↓
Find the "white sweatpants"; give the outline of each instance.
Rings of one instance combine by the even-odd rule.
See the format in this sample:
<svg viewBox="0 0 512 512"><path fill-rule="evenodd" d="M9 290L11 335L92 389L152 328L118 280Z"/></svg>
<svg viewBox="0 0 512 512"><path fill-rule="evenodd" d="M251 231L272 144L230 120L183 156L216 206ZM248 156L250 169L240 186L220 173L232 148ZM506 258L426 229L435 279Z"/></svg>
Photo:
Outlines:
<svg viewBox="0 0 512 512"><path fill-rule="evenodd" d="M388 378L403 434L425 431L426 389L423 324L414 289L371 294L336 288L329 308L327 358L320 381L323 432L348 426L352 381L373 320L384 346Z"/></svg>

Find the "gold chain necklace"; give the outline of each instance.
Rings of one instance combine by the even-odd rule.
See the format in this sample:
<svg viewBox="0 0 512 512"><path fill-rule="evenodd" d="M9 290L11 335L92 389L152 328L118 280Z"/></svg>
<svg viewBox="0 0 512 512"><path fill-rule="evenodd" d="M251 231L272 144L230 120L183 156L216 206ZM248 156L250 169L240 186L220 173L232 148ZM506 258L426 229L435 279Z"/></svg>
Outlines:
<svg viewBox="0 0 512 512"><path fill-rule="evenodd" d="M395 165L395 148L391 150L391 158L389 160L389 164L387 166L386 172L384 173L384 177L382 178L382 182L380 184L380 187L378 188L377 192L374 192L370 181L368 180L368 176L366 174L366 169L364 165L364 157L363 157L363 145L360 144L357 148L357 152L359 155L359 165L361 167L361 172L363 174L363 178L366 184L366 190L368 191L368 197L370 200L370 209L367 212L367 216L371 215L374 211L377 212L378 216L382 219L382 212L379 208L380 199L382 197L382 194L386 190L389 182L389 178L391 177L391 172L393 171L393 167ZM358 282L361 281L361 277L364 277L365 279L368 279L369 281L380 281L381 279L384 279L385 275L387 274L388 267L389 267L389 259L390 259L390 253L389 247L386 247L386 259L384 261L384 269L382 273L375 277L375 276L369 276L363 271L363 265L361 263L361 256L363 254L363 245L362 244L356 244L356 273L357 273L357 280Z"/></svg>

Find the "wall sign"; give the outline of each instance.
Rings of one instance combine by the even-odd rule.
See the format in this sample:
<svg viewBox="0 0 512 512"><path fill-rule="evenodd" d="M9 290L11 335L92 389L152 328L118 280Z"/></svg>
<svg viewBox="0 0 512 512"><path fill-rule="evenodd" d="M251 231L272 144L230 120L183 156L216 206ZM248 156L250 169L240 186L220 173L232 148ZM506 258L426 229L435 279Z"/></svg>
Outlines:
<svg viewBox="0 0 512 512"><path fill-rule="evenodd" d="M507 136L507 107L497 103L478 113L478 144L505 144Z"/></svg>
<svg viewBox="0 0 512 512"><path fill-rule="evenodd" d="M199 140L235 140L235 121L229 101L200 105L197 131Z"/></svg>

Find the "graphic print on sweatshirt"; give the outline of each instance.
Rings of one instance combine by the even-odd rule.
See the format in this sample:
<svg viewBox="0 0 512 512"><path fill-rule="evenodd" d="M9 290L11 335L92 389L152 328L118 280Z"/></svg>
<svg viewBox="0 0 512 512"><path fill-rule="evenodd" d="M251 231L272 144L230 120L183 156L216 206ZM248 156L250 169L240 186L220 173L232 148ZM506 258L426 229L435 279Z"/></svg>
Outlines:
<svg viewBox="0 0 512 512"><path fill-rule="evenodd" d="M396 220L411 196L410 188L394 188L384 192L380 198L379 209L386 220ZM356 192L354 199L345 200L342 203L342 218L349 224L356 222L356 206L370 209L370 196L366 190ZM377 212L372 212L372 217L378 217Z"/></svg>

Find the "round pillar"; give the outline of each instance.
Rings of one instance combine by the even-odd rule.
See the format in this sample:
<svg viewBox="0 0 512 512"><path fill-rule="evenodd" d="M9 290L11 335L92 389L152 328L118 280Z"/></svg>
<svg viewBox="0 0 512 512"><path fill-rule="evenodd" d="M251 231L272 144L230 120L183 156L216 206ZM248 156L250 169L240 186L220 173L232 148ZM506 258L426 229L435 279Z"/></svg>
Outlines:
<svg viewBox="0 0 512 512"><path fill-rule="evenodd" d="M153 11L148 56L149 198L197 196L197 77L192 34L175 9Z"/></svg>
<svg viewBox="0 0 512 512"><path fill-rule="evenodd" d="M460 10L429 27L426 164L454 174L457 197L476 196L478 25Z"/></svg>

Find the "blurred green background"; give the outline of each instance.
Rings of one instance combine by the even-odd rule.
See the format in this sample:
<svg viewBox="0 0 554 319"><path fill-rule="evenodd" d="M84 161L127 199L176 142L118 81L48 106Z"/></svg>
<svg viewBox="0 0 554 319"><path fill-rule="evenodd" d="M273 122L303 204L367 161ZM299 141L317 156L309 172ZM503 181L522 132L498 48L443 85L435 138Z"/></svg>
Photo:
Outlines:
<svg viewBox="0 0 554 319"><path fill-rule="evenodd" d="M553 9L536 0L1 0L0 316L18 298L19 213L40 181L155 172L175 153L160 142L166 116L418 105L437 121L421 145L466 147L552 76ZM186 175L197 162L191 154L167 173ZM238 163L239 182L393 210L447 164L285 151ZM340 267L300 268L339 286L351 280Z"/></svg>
↑
**DIRECTIVE**
Please copy every entry above line by line, changing nothing.

**OUTPUT OF THE TASK**
Find the "white sweatpants"; give the outline of each instance.
Rings of one instance combine by the even-odd rule.
See the format in this sample:
<svg viewBox="0 0 512 512"><path fill-rule="evenodd" d="M9 290L11 335L92 389L152 328L118 280Z"/></svg>
<svg viewBox="0 0 512 512"><path fill-rule="evenodd" d="M251 231L272 144L230 120L183 156L216 206ZM248 156L250 169L240 186L220 173L232 148ZM506 258L426 229L435 279Z"/></svg>
Photo:
Outlines:
<svg viewBox="0 0 512 512"><path fill-rule="evenodd" d="M388 378L403 434L425 431L426 389L423 324L414 289L371 294L336 288L329 308L327 358L320 381L323 432L348 426L352 381L373 320L384 346Z"/></svg>

Find the "gold chain necklace"; give the outline of each instance.
Rings of one instance combine by the even-odd rule.
See the format in this sample:
<svg viewBox="0 0 512 512"><path fill-rule="evenodd" d="M9 290L11 335L92 389L152 328L118 280Z"/></svg>
<svg viewBox="0 0 512 512"><path fill-rule="evenodd" d="M251 231L272 144L230 120L183 156L216 206ZM248 156L250 169L240 186L220 173L232 148ZM506 258L426 229L435 279Z"/></svg>
Outlines:
<svg viewBox="0 0 512 512"><path fill-rule="evenodd" d="M395 165L395 148L391 150L391 158L389 160L389 164L387 166L386 172L384 173L384 177L382 178L382 182L380 184L380 187L378 188L377 192L374 192L370 181L368 180L368 176L366 174L366 169L364 165L364 157L363 157L363 145L360 144L357 148L357 152L359 155L359 165L361 167L361 172L363 174L363 178L366 184L366 190L368 191L368 197L370 200L370 209L367 212L367 216L371 215L374 211L377 212L378 216L382 219L382 212L379 208L380 199L382 197L382 194L386 190L389 182L389 178L391 177L391 172L393 171L393 167ZM358 282L361 281L361 277L364 277L365 279L368 279L369 281L380 281L381 279L384 279L385 275L387 274L388 267L389 267L389 259L390 259L390 253L389 247L386 247L386 259L384 261L384 269L382 273L375 277L375 276L369 276L363 271L363 265L361 263L361 256L363 254L363 245L362 244L356 244L356 273L357 273L357 280Z"/></svg>

Find the "wall sign"; give the outline of each instance.
Rings of one instance combine by the even-odd rule.
See the format in this sample:
<svg viewBox="0 0 512 512"><path fill-rule="evenodd" d="M9 290L11 335L92 389L152 328L118 280Z"/></svg>
<svg viewBox="0 0 512 512"><path fill-rule="evenodd" d="M251 231L272 144L230 120L183 156L216 206ZM248 156L250 169L240 186L220 173L232 148ZM506 258L426 229L435 279Z"/></svg>
Outlines:
<svg viewBox="0 0 512 512"><path fill-rule="evenodd" d="M507 136L507 107L497 103L478 113L478 144L505 144Z"/></svg>
<svg viewBox="0 0 512 512"><path fill-rule="evenodd" d="M199 140L235 140L235 121L229 101L200 105L197 131Z"/></svg>

Find the "graphic print on sweatshirt"; give the outline of each instance.
Rings of one instance combine by the even-odd rule.
See the format in this sample:
<svg viewBox="0 0 512 512"><path fill-rule="evenodd" d="M9 290L11 335L92 389L152 328L118 280Z"/></svg>
<svg viewBox="0 0 512 512"><path fill-rule="evenodd" d="M251 231L272 144L230 120L183 156L216 206ZM248 156L250 169L240 186L220 173L232 148ZM506 258L426 229L435 279Z"/></svg>
Outlines:
<svg viewBox="0 0 512 512"><path fill-rule="evenodd" d="M396 220L411 196L410 188L394 188L384 192L380 198L379 209L386 220ZM356 192L354 199L345 200L342 203L342 218L349 224L356 222L356 206L370 209L370 196L366 190ZM377 212L372 212L372 217L378 217Z"/></svg>

Find the "round pillar"; give the outline of each instance.
Rings of one instance combine by the even-odd rule.
See the format in this sample:
<svg viewBox="0 0 512 512"><path fill-rule="evenodd" d="M9 290L11 335L92 389L152 328L118 280Z"/></svg>
<svg viewBox="0 0 512 512"><path fill-rule="evenodd" d="M251 231L272 144L230 120L183 156L216 206ZM248 156L250 169L240 186L220 173L232 148ZM506 258L426 229L435 279Z"/></svg>
Outlines:
<svg viewBox="0 0 512 512"><path fill-rule="evenodd" d="M153 11L148 56L149 198L197 196L197 77L192 34L175 9Z"/></svg>
<svg viewBox="0 0 512 512"><path fill-rule="evenodd" d="M460 10L429 27L426 164L454 174L457 197L476 196L478 25Z"/></svg>

Find the "blurred green background"; give the outline of each instance.
Rings of one instance combine by the even-odd rule.
See the format in this sample:
<svg viewBox="0 0 554 319"><path fill-rule="evenodd" d="M84 161L127 199L176 142L118 81L48 106Z"/></svg>
<svg viewBox="0 0 554 319"><path fill-rule="evenodd" d="M273 122L303 204L367 161ZM299 141L317 156L309 172ZM503 181L522 132L498 48L443 85L435 138Z"/></svg>
Photo:
Outlines:
<svg viewBox="0 0 554 319"><path fill-rule="evenodd" d="M553 9L536 0L1 0L0 316L18 298L19 213L40 181L155 172L175 153L160 142L166 116L418 105L437 121L421 145L466 147L552 76ZM186 175L197 162L191 154L167 173ZM238 163L239 182L393 210L447 164L285 151ZM340 267L300 268L339 286L351 280Z"/></svg>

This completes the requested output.